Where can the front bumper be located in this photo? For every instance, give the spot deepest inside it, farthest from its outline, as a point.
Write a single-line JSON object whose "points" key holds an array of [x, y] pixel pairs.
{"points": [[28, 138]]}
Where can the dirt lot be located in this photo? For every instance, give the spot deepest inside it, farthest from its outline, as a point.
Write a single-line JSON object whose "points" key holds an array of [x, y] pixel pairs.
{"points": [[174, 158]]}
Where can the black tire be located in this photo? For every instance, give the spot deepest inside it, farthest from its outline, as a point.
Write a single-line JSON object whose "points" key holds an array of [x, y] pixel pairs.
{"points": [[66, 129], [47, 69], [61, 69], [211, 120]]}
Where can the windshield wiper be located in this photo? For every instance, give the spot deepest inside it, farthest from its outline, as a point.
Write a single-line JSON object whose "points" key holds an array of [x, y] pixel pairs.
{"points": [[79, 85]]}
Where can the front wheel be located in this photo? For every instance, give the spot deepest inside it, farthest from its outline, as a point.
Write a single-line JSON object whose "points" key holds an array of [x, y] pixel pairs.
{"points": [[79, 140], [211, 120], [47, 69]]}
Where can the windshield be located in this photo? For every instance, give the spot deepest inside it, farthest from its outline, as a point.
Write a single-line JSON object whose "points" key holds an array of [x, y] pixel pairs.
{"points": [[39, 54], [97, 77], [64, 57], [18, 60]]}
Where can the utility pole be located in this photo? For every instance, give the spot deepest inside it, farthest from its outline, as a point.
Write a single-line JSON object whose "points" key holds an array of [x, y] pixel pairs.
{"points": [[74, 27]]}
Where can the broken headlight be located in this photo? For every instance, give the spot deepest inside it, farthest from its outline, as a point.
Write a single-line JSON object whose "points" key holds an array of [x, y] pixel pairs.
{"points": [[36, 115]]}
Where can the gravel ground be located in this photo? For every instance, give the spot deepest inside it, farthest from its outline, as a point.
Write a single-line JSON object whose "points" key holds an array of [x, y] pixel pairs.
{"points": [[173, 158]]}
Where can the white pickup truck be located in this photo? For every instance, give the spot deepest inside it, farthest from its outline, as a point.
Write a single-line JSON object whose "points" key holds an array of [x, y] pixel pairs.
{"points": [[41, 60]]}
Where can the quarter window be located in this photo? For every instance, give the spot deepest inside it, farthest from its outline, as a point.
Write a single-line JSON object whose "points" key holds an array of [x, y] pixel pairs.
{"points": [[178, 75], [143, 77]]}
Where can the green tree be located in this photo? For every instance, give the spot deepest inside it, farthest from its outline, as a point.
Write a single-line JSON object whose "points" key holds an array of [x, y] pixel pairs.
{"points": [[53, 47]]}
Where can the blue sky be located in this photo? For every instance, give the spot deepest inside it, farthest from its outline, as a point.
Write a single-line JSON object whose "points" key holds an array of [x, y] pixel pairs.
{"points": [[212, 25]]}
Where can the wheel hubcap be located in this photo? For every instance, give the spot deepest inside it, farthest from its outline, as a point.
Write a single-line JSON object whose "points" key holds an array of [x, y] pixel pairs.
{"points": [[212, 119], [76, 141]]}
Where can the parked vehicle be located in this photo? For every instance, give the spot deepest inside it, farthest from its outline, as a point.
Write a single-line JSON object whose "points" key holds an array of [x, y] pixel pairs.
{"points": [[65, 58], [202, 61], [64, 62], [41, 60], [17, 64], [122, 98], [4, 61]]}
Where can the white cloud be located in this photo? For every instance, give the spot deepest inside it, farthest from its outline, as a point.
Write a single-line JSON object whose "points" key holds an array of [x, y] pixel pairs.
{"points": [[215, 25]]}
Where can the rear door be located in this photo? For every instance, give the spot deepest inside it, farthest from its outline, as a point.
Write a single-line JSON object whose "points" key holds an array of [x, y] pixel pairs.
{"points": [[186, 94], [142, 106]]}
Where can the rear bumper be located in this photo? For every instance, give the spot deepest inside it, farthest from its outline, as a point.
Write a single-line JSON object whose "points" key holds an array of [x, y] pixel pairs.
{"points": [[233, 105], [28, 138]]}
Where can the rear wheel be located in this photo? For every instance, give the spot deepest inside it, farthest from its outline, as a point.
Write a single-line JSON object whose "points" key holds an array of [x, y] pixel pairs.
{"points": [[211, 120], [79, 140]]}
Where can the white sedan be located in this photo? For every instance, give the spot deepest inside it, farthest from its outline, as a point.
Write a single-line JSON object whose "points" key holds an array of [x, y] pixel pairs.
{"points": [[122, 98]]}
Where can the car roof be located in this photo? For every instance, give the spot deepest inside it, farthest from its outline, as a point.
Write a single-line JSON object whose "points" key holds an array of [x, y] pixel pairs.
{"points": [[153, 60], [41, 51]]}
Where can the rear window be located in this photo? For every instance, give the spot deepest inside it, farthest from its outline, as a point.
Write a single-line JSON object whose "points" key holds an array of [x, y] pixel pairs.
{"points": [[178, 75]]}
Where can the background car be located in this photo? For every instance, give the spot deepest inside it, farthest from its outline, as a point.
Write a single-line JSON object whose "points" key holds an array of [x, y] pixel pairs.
########
__REQUIREMENTS__
Repeat all of the entries exactly.

__SOLVED PROBLEM__
Where can the front bumper be located in this photo? For every instance, give the spot deepest inside it, farthest from its outline, as a point.
Write a single-line JSON object whose "points" key holds an array of [x, y] pixel pairs.
{"points": [[28, 138]]}
Where can the dirt lot be located in this photo? For every instance, give the spot deepest inside it, farthest from its outline, as a point.
Write a single-line JSON object whose "points" key holds an array of [x, y] pixel pairs.
{"points": [[174, 158]]}
Where can the black tire be located in this photo? For every instance, give the spot deepest inside it, farthest from its outline, as a point.
Write a single-line JSON object whose "points" key holds an array of [x, y] pixel pairs.
{"points": [[66, 129], [47, 69], [61, 69], [211, 120]]}
Where can the windshield wiper be located in this photo? For every instance, give the spot deepest inside it, farthest from its outline, as a point.
Write a single-line JSON object whose "points" key holds an array of [x, y] pixel pairs.
{"points": [[79, 85]]}
Where can the front wheel be located in this photo? For every instance, give the spot deepest inside it, farthest from its outline, as a point.
Write a single-line JSON object whose "points" key holds an array of [x, y] pixel pairs.
{"points": [[79, 140], [211, 120], [47, 69]]}
Where can the windshield be located in this photo? For every instance, give the spot deepest inside it, farthest from its outline, as a point.
Write a single-line JSON object whose "points" key holds an array of [x, y] pixel pairs.
{"points": [[39, 54], [97, 77], [64, 57], [18, 60]]}
Where can the utility pole be located in this photo? For every instance, give the spot deepest inside it, farthest from its outline, as a point.
Write a single-line JSON object whose "points" key holds an array of [x, y] pixel pairs.
{"points": [[74, 27]]}
Where can the broken headlight be located in this photo? For every instance, give the spot deepest inside it, farthest from its outline, as a point.
Write a single-line JSON object whose "points" key holds an array of [x, y] pixel pairs.
{"points": [[36, 115]]}
Where can the gravel ground be located in this photo? For every instance, give the spot deepest inside it, farthest from its outline, as a point.
Write a single-line JSON object whose "points" key holds an array of [x, y] pixel pairs.
{"points": [[173, 158]]}
Where can the white pickup truck be located in this photo? For every instance, give the spot deepest inside it, farthest from its outline, as a point.
Write a single-line JSON object whose "points" key holds an array of [x, y] pixel pairs.
{"points": [[41, 60]]}
Where can the quarter window be located in this photo? For every instance, give the spot deepest inside it, farthest from its outline, as a point.
Write a single-line JSON object whose "points" key holds an array of [x, y] pixel pairs.
{"points": [[178, 75], [143, 77]]}
Where can the green tree be located in this photo? For every instance, give the spot deepest inside it, farthest from its outline, as a point.
Write a single-line JSON object whose "points" key holds an array of [x, y] pixel pairs.
{"points": [[53, 47]]}
Where can the blue sky be located in this photo? For every instance, give the spot deepest inside it, farthest from its outline, as a point.
Write a single-line JSON object whose "points" key holds an array of [x, y] pixel pairs.
{"points": [[212, 25]]}
Where can the wheel hubcap be located in this photo? For every instance, give the spot deepest inside it, farthest from its outline, as a point.
Write a single-line JSON object whose "points" key holds an array of [x, y] pixel pairs.
{"points": [[212, 119], [76, 141]]}
Where can the parked vehicle be located in this photo? For every instance, give the spot deepest inside it, farthest from its outline, as a point.
Write a single-line JSON object whose "points" key holds an array of [x, y] pixel pairs.
{"points": [[65, 58], [202, 61], [64, 62], [41, 60], [17, 64], [122, 98], [4, 61]]}
Where can the white cloud be located in this photo? For every instance, give the spot deepest inside it, farthest from its outline, as a point.
Write a single-line JSON object whose "points" key holds an array of [x, y] pixel pairs.
{"points": [[215, 25]]}
Where can the rear door be located in this photo? For every instance, give the spot deepest inside it, farthest from its outline, as a point.
Write a single-line JSON object whose "points" key holds an array of [x, y] pixel pairs.
{"points": [[186, 94], [142, 106]]}
Where can the rear bumper be located in this photo? For every instance, give the spot deepest inside it, farthest from its outline, as a point.
Write a single-line JSON object whose "points" key holds an array of [x, y] pixel pairs.
{"points": [[233, 105], [28, 138]]}
Where can the rear wheel be located in this photo? For every instance, give the spot deepest inside it, farthest from its outline, as a point.
Write a single-line JSON object whose "points" key holds an array of [x, y] pixel pairs.
{"points": [[211, 120], [79, 140]]}
Where can the white sedan be located in this photo? For every instance, give the spot deepest inside it, farthest from its outline, as a point.
Write a single-line JSON object whose "points" key holds an array of [x, y] pixel pairs.
{"points": [[122, 98]]}
Where can the car roof be located in this photo? For every instance, give the spot deepest inside it, farthest from its outline, as a point.
Write a single-line JSON object whose "points" key holds an array of [x, y] pixel pairs.
{"points": [[153, 60], [41, 51]]}
Where can the rear window be located in this photo? For every instance, give the spot deepest inside it, farthest from its outline, as a point.
Write a single-line JSON object whose "points" key holds an array of [x, y] pixel pairs.
{"points": [[178, 75]]}
Where can the background car be located in this photo? For every instance, give the spot deepest inside it, farthest from its outline, as a point.
Write a single-line JSON object whose "points" key holds an array of [x, y] pixel pairs.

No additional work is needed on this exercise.